— start Text segment —

For example, Breteuil greatly disliked Rohan and was disliked in return; his appointment as Minister of the Royal Household had exacerbated the latter’s feelings of social exclusion, already stirred up by the forced resignation in 1782 of his niece the Princesse de Guéméné, from the position of Governess to the Children of France. More important at the time, however, was the breach that Breteuil’s handling of the Saint Cloud sale occasioned with the Controller General of Finance, Charles Alexandre Calonne. Marie Antoinette had never liked Calonne, despite his studied deference towards the Polignac set. This resulted not only in their further enrichment by 100,000 livres a year but also in further lucrative positions, such as the English embassy for Comte d’Adhémar, who had been passed over by the Queen as Minister of the Royal Household in favour of Breteuil.

— end Text segment —

• **Problem set**:
**a)** Quote the passage on Breteuil and Rohan word for word, from "For example, Breteuil" to "favour of Breteuil.".
**b)** Put this sentence from the passage on Breteuil and Rohan into Spanish: "Marie Antoinette had never liked Calonne, despite his studied deference towards the Polignac set."

— start Given data —

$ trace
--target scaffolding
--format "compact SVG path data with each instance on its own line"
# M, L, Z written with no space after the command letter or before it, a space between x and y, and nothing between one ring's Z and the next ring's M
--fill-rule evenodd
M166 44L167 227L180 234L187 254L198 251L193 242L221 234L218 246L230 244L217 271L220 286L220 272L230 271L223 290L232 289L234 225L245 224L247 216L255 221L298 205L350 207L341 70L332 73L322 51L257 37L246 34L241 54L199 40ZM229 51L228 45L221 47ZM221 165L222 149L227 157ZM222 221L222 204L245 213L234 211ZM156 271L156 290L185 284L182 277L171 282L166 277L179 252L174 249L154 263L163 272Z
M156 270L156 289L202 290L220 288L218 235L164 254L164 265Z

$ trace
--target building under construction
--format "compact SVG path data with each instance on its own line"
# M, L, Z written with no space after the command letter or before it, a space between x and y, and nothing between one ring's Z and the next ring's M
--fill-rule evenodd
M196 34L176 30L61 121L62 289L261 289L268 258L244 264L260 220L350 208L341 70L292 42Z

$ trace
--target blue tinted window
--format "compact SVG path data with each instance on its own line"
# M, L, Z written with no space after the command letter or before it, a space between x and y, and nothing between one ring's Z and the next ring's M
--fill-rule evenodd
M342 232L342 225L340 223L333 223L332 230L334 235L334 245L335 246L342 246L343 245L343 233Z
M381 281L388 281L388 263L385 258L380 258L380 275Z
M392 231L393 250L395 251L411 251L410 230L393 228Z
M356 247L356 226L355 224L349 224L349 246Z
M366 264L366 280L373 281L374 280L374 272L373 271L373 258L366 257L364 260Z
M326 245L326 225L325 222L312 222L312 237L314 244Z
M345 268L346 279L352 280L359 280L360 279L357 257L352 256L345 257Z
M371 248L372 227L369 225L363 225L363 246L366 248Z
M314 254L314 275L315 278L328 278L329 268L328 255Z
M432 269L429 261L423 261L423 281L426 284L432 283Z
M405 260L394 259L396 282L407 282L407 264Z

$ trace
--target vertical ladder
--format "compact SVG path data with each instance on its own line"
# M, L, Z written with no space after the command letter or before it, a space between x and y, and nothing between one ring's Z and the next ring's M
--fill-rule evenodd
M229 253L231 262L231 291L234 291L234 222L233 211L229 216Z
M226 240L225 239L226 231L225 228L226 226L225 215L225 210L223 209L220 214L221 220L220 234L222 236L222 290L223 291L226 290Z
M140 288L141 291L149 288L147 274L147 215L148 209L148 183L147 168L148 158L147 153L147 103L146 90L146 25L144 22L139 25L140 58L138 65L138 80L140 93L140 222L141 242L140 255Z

— end Given data —

• **Exercise results**:
**a)**
For example, Breteuil greatly disliked Rohan and was disliked in return; his appointment as Minister of the Royal Household had exacerbated the latter’s feelings of social exclusion, already stirred up by the forced resignation in 1782 of his niece the Princesse de Guéméné, from the position of Governess to the Children of France. More important at the time, however, was the breach that Breteuil’s handling of the Saint Cloud sale occasioned with the Controller General of Finance, Charles Alexandre Calonne. Marie Antoinette had never liked Calonne, despite his studied deference towards the Polignac set. This resulted not only in their further enrichment by 100,000 livres a year but also in further lucrative positions, such as the English embassy for Comte d’Adhémar, who had been passed over by the Queen as Minister of the Royal Household in favour of Breteuil.

**b)** María Antonieta nunca había apreciado a Calonne, a pesar de su estudiada deferencia hacia el círculo de los Polignac.